--- Records shown ---
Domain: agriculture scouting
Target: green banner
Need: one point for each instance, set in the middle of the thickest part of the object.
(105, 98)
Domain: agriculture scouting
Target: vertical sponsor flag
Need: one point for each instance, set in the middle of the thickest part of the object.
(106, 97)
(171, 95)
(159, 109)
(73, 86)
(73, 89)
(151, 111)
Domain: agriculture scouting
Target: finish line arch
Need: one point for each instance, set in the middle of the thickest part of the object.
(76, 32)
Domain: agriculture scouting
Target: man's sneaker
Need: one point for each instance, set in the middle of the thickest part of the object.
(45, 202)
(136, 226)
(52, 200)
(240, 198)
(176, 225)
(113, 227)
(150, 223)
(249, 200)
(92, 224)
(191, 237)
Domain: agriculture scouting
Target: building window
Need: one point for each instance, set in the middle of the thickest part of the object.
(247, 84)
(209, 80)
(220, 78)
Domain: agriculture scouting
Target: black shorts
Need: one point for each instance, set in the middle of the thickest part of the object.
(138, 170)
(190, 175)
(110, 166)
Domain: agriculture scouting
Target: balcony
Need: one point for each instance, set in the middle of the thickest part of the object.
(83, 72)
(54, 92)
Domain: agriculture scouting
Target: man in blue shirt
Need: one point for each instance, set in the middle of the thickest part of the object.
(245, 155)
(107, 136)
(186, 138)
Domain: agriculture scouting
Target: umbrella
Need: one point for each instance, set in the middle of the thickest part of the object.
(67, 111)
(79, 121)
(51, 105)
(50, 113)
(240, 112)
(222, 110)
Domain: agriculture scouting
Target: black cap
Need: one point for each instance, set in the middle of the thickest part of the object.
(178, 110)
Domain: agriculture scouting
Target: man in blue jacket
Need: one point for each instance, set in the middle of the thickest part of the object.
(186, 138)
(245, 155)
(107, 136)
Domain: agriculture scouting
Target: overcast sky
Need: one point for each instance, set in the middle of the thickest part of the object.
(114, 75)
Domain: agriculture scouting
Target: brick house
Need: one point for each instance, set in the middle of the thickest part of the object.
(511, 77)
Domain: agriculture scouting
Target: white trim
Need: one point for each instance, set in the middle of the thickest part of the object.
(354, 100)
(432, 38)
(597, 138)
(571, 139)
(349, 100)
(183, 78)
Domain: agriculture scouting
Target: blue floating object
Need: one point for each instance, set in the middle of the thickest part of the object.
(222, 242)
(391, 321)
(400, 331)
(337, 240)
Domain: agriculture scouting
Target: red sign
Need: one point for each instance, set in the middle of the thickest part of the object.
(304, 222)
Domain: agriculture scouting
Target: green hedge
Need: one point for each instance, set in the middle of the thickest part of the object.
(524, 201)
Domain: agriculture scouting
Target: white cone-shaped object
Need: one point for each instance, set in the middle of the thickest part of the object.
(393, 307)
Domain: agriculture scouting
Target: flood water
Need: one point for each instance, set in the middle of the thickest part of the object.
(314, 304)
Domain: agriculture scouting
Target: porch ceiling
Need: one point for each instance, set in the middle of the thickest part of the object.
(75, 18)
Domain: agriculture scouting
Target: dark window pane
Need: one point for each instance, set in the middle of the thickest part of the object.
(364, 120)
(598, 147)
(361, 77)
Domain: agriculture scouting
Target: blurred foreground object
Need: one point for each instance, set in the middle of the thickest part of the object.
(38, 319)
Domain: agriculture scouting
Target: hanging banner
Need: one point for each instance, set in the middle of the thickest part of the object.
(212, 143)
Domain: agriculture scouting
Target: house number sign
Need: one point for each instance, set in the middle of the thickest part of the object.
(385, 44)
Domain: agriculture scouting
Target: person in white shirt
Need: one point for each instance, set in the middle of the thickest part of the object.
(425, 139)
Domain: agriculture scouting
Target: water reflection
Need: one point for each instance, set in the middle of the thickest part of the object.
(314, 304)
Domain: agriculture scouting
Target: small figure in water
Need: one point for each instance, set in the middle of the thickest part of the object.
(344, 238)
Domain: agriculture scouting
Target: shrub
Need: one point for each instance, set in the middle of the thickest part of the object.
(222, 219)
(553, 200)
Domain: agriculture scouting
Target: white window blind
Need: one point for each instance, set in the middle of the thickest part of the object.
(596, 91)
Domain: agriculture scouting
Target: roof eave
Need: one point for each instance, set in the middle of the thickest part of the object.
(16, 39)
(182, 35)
---
§ **Assignment**
Within the records, the lines containing the string "banner" are to be counted and their number given without comment.

§ **Task output**
2